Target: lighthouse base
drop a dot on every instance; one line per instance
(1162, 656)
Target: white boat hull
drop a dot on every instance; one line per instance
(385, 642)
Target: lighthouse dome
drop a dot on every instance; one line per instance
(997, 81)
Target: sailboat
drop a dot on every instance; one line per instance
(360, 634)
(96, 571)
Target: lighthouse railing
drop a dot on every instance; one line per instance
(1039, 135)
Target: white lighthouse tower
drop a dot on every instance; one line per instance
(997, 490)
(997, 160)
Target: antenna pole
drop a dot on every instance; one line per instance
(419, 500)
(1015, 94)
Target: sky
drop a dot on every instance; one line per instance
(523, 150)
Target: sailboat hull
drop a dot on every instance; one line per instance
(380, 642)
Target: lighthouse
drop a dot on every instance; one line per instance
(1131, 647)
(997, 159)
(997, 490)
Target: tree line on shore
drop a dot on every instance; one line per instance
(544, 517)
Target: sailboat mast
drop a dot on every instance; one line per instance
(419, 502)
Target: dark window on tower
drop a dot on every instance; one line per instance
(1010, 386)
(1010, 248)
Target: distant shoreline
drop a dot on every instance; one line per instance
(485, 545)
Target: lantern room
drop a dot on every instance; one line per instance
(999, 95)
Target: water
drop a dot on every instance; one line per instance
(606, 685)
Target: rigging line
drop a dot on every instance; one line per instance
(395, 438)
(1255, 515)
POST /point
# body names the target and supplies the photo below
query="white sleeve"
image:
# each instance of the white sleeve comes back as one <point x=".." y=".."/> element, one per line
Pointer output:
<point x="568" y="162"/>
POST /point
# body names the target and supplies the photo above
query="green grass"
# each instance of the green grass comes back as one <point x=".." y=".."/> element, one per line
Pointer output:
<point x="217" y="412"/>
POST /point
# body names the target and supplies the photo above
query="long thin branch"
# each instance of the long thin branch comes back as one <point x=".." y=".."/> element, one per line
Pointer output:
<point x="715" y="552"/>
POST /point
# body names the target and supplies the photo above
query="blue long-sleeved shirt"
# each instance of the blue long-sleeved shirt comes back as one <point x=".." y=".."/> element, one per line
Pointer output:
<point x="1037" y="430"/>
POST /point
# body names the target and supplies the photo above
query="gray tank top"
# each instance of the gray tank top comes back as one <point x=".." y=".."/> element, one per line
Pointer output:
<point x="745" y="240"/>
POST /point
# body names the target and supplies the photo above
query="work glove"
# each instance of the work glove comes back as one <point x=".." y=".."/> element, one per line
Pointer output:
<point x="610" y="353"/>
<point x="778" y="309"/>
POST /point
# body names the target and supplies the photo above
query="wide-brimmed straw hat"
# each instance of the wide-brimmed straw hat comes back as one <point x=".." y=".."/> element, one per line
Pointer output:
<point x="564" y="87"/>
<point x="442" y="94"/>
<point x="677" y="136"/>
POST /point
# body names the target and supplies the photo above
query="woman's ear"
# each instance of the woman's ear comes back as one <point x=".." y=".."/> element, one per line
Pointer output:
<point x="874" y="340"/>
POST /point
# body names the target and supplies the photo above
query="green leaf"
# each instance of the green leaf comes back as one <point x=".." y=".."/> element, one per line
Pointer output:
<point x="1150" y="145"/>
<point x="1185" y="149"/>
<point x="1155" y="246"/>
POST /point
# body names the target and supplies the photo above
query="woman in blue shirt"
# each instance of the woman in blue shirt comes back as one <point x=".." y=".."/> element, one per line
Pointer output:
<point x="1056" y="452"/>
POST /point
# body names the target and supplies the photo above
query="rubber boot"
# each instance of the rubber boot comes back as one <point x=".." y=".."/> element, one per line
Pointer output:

Work required
Starting at the line above that holds "Target: antenna pole" and ending at the line that holds "Target: lantern room", transcribe each line exactly and include no other lines.

Answer area
Target: antenna pole
drop a dot on every instance; one line per instance
(419, 500)
(1015, 94)
Target: sky
drop a dot on every instance; one line per instance
(523, 150)
Target: sailboat hull
drop a dot on every instance; one line per instance
(380, 642)
Target: lighthouse
drop a dot on every instance; one line per instance
(1131, 647)
(997, 159)
(997, 490)
Target: tree line on shore
drop a dot on every instance; one line per instance
(544, 517)
Target: sailboat mast
drop a dot on every instance; one line per instance
(419, 502)
Target: dark window on tower
drop a dot on every instance; one line per instance
(1010, 386)
(1010, 248)
Target: distant shoreline
drop a dot on every instance; one line per instance
(485, 545)
Target: lantern room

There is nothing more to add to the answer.